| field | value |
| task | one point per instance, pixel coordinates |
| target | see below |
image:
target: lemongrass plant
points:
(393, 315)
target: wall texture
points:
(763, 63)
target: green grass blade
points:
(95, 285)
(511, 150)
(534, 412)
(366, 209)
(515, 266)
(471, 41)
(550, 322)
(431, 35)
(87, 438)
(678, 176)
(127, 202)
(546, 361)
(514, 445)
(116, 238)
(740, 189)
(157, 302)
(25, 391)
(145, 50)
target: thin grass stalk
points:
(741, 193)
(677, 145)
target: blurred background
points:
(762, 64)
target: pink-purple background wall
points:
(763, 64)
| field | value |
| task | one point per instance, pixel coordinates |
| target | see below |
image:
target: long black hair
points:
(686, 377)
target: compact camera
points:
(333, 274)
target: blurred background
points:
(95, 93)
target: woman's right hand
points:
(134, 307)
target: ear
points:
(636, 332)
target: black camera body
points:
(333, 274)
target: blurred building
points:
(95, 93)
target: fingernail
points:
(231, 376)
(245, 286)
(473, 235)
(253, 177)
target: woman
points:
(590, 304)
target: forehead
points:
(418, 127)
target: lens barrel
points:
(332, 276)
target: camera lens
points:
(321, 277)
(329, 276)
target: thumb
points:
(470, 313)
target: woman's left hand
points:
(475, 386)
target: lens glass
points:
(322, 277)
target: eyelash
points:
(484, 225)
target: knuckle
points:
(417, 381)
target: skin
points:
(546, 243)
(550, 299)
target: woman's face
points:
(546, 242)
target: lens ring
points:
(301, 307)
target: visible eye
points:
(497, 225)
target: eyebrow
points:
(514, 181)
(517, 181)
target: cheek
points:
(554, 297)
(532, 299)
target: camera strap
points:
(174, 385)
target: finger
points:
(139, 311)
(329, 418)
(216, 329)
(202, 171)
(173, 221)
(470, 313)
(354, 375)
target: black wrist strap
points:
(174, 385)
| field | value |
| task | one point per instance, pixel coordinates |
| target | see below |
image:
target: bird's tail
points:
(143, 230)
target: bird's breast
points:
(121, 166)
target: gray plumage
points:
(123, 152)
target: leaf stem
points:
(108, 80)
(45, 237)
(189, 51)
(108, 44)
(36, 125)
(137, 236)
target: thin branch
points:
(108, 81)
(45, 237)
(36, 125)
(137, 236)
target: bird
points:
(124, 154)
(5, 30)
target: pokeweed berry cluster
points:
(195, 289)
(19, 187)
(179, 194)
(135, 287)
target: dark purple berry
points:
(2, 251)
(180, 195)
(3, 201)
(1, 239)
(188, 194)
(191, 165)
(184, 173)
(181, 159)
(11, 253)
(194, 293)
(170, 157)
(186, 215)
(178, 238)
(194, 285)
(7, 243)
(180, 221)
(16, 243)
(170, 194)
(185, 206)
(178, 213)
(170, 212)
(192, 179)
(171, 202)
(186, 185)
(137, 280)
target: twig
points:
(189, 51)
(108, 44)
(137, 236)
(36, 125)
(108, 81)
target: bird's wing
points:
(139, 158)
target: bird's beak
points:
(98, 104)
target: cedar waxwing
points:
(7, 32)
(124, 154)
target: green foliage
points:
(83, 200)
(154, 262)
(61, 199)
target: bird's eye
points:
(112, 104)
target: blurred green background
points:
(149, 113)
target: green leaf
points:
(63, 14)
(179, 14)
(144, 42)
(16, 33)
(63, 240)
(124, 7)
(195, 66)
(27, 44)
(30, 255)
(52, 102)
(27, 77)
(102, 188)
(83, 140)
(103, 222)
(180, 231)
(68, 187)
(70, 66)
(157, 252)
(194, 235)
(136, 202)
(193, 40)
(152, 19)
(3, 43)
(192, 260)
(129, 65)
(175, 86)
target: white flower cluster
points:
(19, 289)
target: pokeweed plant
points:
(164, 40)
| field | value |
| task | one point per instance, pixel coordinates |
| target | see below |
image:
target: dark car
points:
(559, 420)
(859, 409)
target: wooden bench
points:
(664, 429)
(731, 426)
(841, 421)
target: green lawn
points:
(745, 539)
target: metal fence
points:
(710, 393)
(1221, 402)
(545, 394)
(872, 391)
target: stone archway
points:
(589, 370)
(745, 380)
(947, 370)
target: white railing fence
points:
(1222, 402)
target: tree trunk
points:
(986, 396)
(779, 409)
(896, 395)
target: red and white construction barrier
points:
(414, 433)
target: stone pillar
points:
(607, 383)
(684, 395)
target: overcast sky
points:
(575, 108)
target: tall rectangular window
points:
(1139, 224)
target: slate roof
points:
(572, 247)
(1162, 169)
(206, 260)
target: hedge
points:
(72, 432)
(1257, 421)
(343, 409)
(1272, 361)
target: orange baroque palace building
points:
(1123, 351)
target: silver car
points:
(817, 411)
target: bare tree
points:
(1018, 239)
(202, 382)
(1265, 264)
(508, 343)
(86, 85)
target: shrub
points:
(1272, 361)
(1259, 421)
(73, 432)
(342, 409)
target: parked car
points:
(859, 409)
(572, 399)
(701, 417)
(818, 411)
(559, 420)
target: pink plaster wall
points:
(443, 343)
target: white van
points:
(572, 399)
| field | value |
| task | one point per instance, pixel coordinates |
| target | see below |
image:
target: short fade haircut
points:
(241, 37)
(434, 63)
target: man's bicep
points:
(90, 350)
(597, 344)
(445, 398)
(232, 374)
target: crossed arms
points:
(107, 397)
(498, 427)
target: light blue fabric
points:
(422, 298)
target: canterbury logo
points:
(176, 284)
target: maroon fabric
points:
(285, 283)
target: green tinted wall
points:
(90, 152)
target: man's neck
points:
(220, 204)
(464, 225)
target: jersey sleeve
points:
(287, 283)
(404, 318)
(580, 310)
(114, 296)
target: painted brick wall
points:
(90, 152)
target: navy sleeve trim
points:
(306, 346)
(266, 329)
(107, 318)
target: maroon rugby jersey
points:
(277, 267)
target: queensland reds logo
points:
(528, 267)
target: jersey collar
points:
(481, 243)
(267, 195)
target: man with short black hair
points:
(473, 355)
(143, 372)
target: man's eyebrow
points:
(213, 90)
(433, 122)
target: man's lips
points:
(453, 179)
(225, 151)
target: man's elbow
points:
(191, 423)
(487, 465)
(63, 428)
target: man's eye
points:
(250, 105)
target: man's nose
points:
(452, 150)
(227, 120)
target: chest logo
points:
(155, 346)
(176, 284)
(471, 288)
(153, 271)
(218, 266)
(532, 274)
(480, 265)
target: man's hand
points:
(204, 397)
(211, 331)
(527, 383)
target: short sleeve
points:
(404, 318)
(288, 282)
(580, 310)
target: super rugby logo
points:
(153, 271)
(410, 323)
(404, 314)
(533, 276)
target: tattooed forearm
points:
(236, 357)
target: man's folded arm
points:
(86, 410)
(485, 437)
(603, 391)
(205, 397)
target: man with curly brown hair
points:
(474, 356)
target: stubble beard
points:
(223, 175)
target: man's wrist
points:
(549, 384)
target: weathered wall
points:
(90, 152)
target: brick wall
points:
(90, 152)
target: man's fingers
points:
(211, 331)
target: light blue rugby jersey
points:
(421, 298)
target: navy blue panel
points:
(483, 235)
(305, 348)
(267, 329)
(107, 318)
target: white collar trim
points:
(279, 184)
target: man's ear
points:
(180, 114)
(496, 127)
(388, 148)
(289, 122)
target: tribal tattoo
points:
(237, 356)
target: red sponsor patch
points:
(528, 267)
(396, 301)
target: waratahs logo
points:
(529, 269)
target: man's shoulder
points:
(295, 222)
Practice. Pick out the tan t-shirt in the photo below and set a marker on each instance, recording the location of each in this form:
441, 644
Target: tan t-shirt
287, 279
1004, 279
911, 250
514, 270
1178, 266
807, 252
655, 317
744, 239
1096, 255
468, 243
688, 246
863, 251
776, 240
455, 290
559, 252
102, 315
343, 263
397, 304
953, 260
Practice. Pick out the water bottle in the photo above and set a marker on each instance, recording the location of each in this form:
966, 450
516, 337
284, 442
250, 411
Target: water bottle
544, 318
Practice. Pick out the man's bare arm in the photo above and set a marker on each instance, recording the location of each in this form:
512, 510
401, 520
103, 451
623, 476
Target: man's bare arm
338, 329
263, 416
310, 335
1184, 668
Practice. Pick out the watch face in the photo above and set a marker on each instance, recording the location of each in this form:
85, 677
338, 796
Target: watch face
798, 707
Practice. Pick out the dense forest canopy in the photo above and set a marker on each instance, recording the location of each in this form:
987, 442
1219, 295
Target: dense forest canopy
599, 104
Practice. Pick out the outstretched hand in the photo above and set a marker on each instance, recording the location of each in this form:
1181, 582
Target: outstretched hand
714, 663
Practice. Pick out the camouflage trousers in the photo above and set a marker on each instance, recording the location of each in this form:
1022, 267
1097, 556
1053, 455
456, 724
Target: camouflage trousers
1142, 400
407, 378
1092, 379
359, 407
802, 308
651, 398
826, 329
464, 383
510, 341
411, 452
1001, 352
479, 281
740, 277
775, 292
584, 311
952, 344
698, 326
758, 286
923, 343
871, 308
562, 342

=== Uit te voeren opdracht ===
Wil je het gedeelte dat opent met de regel met "target: white railing fence" en sluit met de regel met "(1139, 224)" ongewijzigd weergeven, met beide regels erbij en verder niets?

=== Uitgevoerde opdracht ===
target: white railing fence
points:
(1222, 402)
target: tree trunk
points:
(986, 396)
(779, 409)
(896, 395)
target: red and white construction barrier
points:
(414, 433)
target: stone pillar
points:
(607, 383)
(684, 395)
target: overcast sky
points:
(575, 108)
target: tall rectangular window
points:
(1139, 224)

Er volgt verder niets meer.